EXERCISE 1: Please list each line of the rows below that contains the string "every".

EXCERPT:
Abram Fedorovich Ioffe (;  – 14 October 1960) was a prominent Soviet physicist. He received the Stalin Prize (1942), the Lenin Prize (1960) (posthumously), and the Hero of Socialist Labor (1955). Ioffe was an expert in various areas of solid state physics and electromagnetism. He established research laboratories for radioactivity, superconductivity, and nuclear physics, many of which became independent institutes.

Biography

Ioffe was born into a middle-class Jewish family in the small town of Romny, Russian Empire (now in Sumy Oblast, Ukraine). After graduating from Saint Petersburg State Institute of Technology in 1902, he spent two years as an assistant to Wilhelm Röntgen in his Munich laboratory. Ioffe completed his Ph.D. at Munich University in 1905. His dissertation studied the electrical conductivity/electrical stress of dielectric crystals.

After 1906, Ioffe worked in the Saint Petersburg (from 1924 Leningrad) Polytechnical Institute where he eventually became a professor. In 1911 he (independently of Millikan) determined the charge of an electron.  In this experiment, the microparticles of zinc metal were irradiated with ultraviolet light to eject the electrons. The charged microparticles were then balanced in an electric field against gravity so that their charges could be determined (published in 1913). In 1911 Ioffe converted from Judaism to Lutheranism and married a non-Jewish woman. In 1913 he attained the title of Magister of Philosophy and in 1915 Doctor of Physics. In 1918 he became head of Physics and Technology division in State Institute of Roentgenology and Radiology. This division became the Leningrad Physico-Technical Institute (LPTI) in 1917 and eventually the Ioffe Institute.

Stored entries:
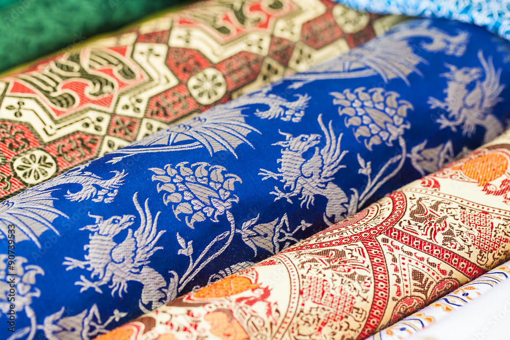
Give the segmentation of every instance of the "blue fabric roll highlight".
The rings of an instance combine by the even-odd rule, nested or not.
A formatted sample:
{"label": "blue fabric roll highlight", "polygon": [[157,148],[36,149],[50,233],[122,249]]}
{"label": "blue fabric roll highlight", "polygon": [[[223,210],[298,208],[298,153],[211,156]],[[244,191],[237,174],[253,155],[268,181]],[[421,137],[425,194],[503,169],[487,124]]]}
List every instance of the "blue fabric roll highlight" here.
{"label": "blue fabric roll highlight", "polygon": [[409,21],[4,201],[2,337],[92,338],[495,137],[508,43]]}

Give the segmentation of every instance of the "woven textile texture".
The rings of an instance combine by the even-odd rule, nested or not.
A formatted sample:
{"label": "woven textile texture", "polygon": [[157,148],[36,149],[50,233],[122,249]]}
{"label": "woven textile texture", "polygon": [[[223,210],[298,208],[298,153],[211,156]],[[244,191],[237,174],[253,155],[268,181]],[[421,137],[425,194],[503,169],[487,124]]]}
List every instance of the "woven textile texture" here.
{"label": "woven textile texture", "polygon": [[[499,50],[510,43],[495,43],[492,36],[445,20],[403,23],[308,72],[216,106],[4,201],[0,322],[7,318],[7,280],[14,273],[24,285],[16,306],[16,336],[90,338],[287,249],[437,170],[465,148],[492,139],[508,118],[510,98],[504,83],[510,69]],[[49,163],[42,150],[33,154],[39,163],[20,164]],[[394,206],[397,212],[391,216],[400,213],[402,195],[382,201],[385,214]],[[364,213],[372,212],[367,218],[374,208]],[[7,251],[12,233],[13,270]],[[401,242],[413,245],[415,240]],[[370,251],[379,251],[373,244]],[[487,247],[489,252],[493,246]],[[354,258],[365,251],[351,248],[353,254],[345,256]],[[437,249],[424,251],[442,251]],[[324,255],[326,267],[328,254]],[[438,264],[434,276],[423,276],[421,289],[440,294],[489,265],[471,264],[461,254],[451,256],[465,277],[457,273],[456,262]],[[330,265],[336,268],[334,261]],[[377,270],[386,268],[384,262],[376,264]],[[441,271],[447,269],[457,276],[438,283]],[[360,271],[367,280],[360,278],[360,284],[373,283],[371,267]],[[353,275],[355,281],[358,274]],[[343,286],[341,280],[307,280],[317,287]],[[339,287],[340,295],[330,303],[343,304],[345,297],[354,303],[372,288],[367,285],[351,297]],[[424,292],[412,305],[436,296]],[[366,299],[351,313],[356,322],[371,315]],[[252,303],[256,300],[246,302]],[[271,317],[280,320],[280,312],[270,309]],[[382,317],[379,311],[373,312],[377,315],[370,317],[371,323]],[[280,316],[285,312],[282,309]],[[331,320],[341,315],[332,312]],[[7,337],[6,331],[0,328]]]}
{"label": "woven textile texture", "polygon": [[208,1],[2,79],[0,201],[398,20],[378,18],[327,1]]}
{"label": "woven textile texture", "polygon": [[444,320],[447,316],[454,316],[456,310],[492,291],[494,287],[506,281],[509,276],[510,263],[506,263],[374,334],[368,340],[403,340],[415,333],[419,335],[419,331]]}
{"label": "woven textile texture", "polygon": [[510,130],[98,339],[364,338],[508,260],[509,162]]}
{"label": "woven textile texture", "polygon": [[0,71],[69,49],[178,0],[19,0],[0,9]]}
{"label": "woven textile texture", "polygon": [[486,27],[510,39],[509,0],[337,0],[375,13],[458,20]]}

EXERCISE 2: According to the Ioffe biography, at which university did Ioffe complete his Ph.D.?

EXERCISE OUTPUT 1:
Give the segmentation of every instance of the "blue fabric roll highlight".
List every instance of the "blue fabric roll highlight" here.
Give the segmentation of every instance of the "woven textile texture".
List every instance of the "woven textile texture" here.

EXERCISE OUTPUT 2: Munich University, in 1905.